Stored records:
● ● ● ●

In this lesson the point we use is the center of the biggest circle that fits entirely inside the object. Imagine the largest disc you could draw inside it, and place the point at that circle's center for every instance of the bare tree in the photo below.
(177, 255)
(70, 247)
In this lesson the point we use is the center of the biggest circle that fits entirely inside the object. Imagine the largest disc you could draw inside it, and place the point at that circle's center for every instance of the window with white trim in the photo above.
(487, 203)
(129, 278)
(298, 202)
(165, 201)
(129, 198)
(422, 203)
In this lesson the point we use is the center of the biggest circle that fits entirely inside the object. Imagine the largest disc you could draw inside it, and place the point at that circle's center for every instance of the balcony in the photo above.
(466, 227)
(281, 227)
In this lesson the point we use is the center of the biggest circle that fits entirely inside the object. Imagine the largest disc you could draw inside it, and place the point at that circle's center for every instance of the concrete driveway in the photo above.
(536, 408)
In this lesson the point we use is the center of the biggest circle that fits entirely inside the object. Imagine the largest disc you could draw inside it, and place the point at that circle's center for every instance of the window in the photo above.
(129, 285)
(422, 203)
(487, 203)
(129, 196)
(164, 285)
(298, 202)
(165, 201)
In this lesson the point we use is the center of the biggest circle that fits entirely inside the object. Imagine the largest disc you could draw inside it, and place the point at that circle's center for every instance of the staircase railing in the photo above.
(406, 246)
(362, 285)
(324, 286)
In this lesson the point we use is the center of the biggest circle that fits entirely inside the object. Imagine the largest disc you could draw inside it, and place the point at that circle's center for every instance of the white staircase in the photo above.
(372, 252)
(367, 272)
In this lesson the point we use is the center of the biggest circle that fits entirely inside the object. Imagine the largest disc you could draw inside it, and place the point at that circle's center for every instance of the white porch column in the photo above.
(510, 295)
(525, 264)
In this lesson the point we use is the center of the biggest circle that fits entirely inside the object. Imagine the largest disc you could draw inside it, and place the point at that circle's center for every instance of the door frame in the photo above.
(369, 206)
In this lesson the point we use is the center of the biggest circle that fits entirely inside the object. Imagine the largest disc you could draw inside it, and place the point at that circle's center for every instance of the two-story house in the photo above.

● ● ● ●

◆ What you need to do:
Please render all of the data above as a numbered list, leaving out any blank lines.

◆ Completed exercise:
1. In this lesson the point we use is the center of the biggest circle that fits entirely inside the object. Imagine the largest disc you could draw inside it, and place the point at that circle's center for every instance of the bare tree in the photo below.
2. (177, 255)
3. (70, 247)
4. In this lesson the point we use is the center of the biggest circle that fits entirely inside the object. Imagine the largest disc you could draw inside it, and place the point at that circle's center for every instance of the window with white trim in the photo above.
5. (487, 203)
6. (129, 278)
7. (298, 202)
8. (165, 201)
9. (129, 198)
10. (422, 203)
11. In this lesson the point we use is the center of the biggest circle that fits entirely inside the object. Imagine the largest disc you could draw inside it, and place the point at that circle's center for every instance of the balcony in the photo above.
12. (466, 227)
13. (281, 227)
14. In this lesson the point we use is the center of the biggest circle that fits entirely inside the object. Imagine the largest disc you could draw inside it, and place the point at that circle's center for every instance of the concrete driveway in the photo above.
15. (536, 408)
16. In this lesson the point we use is the center of the biggest circle that fits entirely inside the object. Imagine the largest disc you could draw inside it, and place the point at that circle's center for every instance of the window in the photo above.
17. (129, 285)
18. (422, 203)
19. (487, 203)
20. (129, 196)
21. (164, 285)
22. (298, 202)
23. (165, 201)
24. In this lesson the point we use is the center of the biggest circle that fits entirely inside the object. Imagine the largest disc you could draw inside it, and place the point at that circle's center for every instance of the staircase railing in the photo above.
25. (406, 246)
26. (362, 285)
27. (324, 286)
28. In this lesson the point we use is the center of the biggest circle that fits entirely inside the object. Imagine the largest disc you could draw inside it, and place the point at that circle's center for every instance of the white staircase in the photo above.
29. (372, 252)
30. (367, 272)
31. In this lesson the point we use is the center of the biggest circle that fits entirely inside the object. Imagine the largest disc you could draw inside it, and place the point at that circle's center for every instance of the white porch column in the photo above.
32. (510, 295)
33. (525, 264)
34. In this lesson the point we use is the center of the biggest circle that fits entirely inside the object. Imagine the largest disc you could draw inside it, and place the point at that circle's center for every instance of the door frame in the photo above.
35. (369, 206)
36. In this lesson the point we use is the center of the biggest circle that fits entirely inside the object. Imagine the largest disc you could draw inside it, and place the point at that circle's center for every instance of the two-story house in the photo above.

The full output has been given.